### [Your task]
Word for word, restate the entries below, but exclude the images.

Segment Open

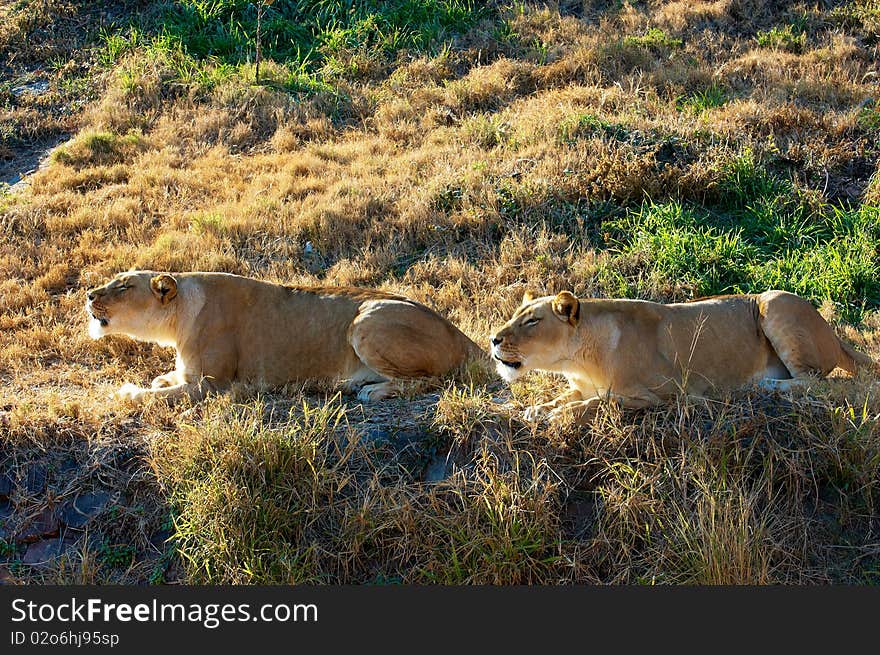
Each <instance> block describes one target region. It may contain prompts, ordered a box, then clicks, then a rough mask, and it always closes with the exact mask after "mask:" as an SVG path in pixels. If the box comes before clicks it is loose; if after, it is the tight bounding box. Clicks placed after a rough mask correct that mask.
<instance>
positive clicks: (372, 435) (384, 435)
mask: <svg viewBox="0 0 880 655" xmlns="http://www.w3.org/2000/svg"><path fill="white" fill-rule="evenodd" d="M363 435H364V439H366V440H367V441H372V442H385V441H390V439H391V432H390V431H389V430H386V429H385V428H383V427H381V426H378V425H377V426H373V427H370V428H369V429H367V430H366V431H364V433H363Z"/></svg>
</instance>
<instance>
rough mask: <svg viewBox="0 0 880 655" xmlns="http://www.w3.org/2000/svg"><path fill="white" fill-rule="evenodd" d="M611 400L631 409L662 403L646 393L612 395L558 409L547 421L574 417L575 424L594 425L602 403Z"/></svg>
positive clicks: (656, 398) (548, 416)
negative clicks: (591, 424)
mask: <svg viewBox="0 0 880 655" xmlns="http://www.w3.org/2000/svg"><path fill="white" fill-rule="evenodd" d="M609 399H613V400H615V401H616V402H617V404H618V405H620V406H621V407H628V408H630V409H641V408H644V407H651V406H652V405H656V404H658V403H659V402H660V398H659V397H658V396H656V395H654V394H653V393H650V392H645V394H644V395H641V396H622V395H619V394H610V395H608V396H606V397H602V398H600V397H599V396H593V397H592V398H589V399H587V400H578V401H575V402H570V403H566V404H565V405H561V406H560V407H557V408H556V409H554V410H553V411H551V412H550V413H549V414H548V415H547V420H548V421H550V422H554V421H559V420H561V419H563V418H564V417H566V416H573V417H574V420H575V423H577V424H578V425H586V424H588V423H592V422H593V419H594V418H596V412H597V411H598V410H599V406H600V405H601V404H602V401H603V400H609Z"/></svg>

Segment Closed

### [Answer to the problem]
Each <instance> block describes one target region. It may contain prompts, ordered a box, then clicks, then a rough mask, and it always closes with the exact mask after "mask:" as an SVG path in pixels. If the box comes before clicks it is loose; if after, it is the tight bounding box. Clicks placed after a rough mask correct that mask.
<instance>
positive clicks: (372, 435) (384, 435)
mask: <svg viewBox="0 0 880 655" xmlns="http://www.w3.org/2000/svg"><path fill="white" fill-rule="evenodd" d="M363 435H364V439H366V440H367V441H372V442H385V441H390V439H391V432H390V431H389V430H386V429H385V428H383V427H381V426H378V425H377V426H373V427H370V428H369V429H367V430H366V431H364V433H363Z"/></svg>
</instance>
<instance>
rough mask: <svg viewBox="0 0 880 655" xmlns="http://www.w3.org/2000/svg"><path fill="white" fill-rule="evenodd" d="M611 400L631 409L662 403L646 393L612 395L558 409L547 421L574 417L575 424L594 425L602 403Z"/></svg>
positive clicks: (656, 398) (548, 416)
negative clicks: (591, 424)
mask: <svg viewBox="0 0 880 655" xmlns="http://www.w3.org/2000/svg"><path fill="white" fill-rule="evenodd" d="M609 399H613V400H615V401H616V402H617V404H618V405H620V406H621V407H628V408H630V409H641V408H644V407H651V406H652V405H656V404H658V403H659V402H660V398H659V397H658V396H656V395H654V394H653V393H650V392H645V394H644V395H641V396H622V395H619V394H610V395H608V396H606V397H602V398H600V397H599V396H593V397H592V398H589V399H587V400H578V401H575V402H570V403H566V404H565V405H561V406H560V407H557V408H556V409H554V410H553V411H551V412H550V413H549V414H548V415H547V420H548V421H550V422H554V421H559V420H561V419H563V418H564V417H566V416H573V417H574V420H575V423H577V424H578V425H586V424H588V423H592V422H593V419H594V418H596V412H597V411H598V410H599V406H600V405H601V404H602V401H603V400H609Z"/></svg>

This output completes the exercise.